◆ The task
Show all lines from the data that include the word "pitch".

Records from a dataset:
=== Begin Enclosure ===
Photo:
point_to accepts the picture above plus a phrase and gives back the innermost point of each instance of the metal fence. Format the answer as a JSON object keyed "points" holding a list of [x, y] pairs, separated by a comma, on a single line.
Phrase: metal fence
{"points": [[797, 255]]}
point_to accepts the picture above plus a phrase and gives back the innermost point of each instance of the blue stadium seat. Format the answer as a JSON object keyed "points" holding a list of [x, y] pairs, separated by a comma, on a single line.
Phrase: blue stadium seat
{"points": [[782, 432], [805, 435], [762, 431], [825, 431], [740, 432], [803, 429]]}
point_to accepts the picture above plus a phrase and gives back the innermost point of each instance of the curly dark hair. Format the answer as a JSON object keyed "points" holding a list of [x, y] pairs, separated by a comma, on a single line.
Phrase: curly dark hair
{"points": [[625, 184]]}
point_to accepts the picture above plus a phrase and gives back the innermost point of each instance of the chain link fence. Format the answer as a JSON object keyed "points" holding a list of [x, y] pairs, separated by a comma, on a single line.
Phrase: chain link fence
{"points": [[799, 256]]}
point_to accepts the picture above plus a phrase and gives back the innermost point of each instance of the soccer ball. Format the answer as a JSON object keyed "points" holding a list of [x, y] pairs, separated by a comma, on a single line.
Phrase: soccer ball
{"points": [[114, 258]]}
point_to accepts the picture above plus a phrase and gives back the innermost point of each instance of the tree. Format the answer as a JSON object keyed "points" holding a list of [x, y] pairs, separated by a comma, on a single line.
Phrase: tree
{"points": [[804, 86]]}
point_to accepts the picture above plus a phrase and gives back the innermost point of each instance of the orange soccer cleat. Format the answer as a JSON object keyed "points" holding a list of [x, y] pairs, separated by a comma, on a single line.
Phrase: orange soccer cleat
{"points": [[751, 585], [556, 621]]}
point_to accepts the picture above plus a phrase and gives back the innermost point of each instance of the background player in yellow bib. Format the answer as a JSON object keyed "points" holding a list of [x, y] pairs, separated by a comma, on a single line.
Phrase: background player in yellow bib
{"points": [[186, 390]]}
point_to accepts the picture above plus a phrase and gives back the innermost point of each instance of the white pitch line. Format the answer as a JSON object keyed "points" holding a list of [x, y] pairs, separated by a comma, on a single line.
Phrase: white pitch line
=== End Enclosure ===
◆ Solved exercise
point_to accepts the picture above plus a phrase and gives back the innermost point of each instance of the white pitch line. Format the answer as a JSON object keyed "points" holding a list of [x, y] pairs, separated by a comma, on a single line.
Phrase: white pitch line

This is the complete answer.